PROBLEM DETAILS:
Scan the entries for lines containing the string "molding". Reply with how many there are, and nothing else.

(Records drawn from a dataset)

────────

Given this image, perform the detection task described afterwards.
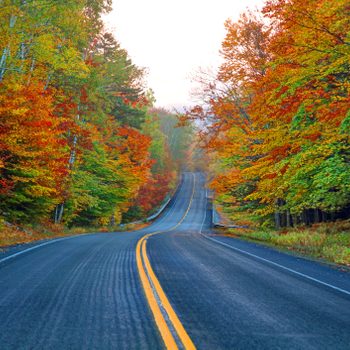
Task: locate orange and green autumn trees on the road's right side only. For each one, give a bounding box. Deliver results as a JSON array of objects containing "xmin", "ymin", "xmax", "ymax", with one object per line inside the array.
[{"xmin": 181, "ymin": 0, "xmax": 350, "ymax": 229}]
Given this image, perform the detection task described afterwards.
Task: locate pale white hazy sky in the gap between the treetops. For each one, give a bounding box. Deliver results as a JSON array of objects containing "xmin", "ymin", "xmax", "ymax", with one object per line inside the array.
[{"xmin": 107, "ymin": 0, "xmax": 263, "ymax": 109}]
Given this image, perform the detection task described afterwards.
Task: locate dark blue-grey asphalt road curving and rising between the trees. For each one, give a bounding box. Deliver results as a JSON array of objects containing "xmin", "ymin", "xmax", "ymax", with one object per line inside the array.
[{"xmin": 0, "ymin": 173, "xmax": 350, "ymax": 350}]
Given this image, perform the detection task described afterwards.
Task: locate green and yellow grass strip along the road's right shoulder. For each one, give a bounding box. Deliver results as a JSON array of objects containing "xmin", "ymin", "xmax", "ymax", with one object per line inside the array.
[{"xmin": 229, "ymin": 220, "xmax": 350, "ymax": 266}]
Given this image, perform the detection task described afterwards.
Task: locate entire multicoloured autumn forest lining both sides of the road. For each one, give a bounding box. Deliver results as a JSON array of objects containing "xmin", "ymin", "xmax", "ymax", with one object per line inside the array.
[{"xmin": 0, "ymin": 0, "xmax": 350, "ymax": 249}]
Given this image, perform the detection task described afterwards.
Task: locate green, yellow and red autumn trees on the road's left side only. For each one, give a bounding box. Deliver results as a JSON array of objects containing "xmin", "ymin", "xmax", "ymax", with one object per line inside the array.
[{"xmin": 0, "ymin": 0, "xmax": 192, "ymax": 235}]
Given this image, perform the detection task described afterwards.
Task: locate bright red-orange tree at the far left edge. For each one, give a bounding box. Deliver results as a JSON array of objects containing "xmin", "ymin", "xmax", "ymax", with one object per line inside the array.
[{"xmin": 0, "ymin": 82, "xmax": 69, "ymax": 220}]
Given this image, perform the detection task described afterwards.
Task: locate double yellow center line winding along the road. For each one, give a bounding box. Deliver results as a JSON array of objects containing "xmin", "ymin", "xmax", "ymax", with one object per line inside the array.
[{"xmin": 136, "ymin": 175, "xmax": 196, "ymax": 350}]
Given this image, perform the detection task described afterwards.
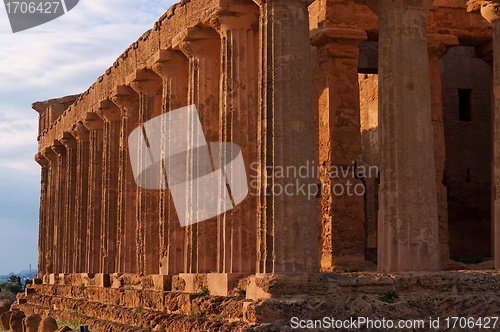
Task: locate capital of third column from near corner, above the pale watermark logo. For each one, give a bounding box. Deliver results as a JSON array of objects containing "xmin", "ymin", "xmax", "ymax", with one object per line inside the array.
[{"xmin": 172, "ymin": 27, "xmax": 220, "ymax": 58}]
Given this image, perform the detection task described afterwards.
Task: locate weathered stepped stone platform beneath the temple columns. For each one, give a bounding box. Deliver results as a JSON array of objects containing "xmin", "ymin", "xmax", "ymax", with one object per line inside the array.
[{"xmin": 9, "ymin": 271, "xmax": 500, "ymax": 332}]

────────

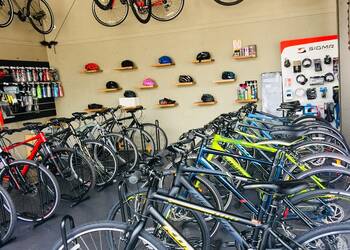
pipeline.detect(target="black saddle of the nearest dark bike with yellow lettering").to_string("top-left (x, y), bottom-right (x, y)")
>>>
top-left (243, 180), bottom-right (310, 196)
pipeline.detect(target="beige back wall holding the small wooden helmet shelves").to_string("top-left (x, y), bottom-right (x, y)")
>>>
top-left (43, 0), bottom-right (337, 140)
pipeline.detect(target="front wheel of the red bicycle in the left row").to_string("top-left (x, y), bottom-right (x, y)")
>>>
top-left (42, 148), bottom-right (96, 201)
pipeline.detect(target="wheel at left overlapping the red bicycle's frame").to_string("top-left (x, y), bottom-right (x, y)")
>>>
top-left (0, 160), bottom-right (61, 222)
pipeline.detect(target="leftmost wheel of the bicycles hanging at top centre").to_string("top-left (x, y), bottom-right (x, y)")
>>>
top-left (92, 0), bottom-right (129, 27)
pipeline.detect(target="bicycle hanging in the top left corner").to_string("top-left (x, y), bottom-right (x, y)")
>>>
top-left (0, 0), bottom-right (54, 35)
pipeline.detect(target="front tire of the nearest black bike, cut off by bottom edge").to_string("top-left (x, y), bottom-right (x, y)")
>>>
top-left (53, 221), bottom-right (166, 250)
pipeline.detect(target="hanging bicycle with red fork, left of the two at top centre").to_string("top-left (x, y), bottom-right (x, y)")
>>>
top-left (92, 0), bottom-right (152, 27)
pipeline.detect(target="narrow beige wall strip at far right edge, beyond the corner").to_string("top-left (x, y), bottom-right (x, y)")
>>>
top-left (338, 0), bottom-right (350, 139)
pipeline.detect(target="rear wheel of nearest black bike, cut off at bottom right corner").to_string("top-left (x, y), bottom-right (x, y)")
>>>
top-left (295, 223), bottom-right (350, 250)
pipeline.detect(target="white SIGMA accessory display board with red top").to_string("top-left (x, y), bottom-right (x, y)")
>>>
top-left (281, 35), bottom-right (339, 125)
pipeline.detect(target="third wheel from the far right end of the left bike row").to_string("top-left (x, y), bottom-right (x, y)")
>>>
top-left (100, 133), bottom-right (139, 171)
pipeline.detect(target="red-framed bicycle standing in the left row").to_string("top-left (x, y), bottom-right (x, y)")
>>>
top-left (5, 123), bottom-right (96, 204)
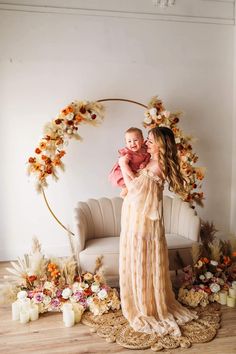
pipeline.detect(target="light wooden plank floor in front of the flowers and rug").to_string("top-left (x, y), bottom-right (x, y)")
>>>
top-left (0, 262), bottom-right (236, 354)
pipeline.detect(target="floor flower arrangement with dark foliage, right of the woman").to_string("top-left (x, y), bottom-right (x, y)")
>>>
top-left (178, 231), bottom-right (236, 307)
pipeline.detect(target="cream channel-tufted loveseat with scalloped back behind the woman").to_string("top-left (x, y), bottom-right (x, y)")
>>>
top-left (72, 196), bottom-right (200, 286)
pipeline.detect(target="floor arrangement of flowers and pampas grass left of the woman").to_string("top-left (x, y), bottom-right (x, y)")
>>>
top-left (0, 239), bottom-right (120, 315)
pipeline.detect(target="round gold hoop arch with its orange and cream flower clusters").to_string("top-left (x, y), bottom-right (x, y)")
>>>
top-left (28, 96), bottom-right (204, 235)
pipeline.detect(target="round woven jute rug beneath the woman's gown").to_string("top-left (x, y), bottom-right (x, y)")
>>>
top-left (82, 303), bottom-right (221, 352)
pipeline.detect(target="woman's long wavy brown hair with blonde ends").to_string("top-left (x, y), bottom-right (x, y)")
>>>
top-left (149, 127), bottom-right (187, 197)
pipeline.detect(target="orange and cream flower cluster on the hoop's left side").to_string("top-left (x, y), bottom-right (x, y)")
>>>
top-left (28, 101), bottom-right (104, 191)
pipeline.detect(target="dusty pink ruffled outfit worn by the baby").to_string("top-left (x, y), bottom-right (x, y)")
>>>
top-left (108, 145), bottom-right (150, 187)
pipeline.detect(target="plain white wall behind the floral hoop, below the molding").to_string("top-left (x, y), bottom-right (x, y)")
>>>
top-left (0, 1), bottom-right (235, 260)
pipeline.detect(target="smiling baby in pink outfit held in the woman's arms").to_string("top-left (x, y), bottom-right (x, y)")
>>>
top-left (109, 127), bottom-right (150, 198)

────────

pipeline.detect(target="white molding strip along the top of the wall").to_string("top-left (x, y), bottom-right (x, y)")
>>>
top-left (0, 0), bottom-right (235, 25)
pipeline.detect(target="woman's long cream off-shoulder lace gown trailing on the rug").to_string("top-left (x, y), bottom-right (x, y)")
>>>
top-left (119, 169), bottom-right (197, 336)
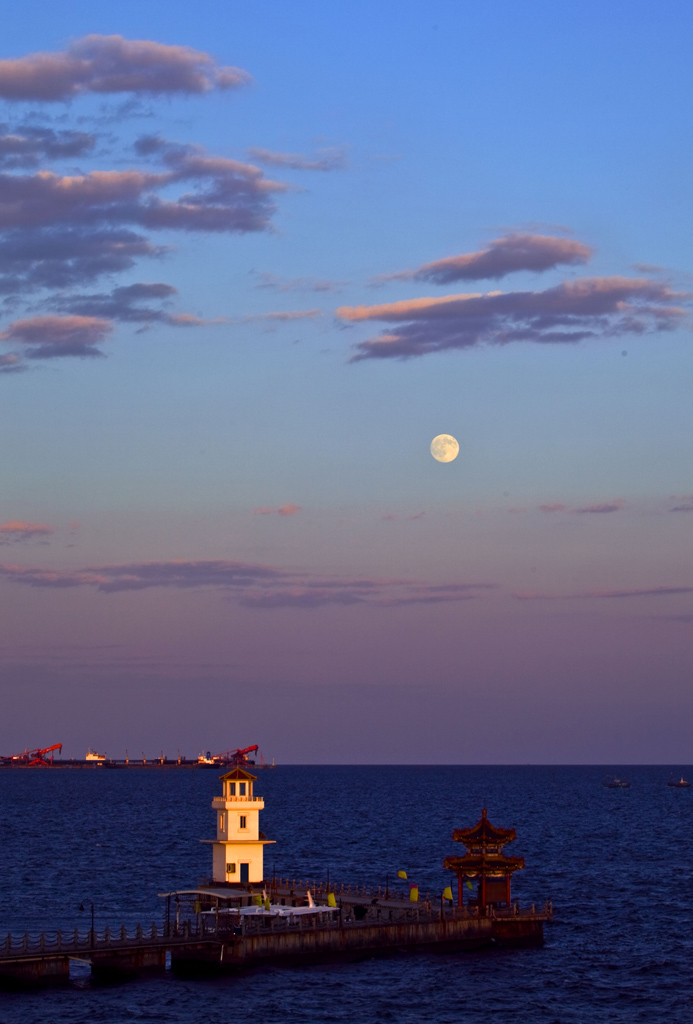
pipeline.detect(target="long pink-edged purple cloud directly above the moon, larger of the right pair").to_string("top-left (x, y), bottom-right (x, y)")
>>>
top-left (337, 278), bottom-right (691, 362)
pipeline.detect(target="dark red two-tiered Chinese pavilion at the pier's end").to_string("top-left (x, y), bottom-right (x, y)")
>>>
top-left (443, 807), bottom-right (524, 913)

────────

EXERCISE SOLUTION:
2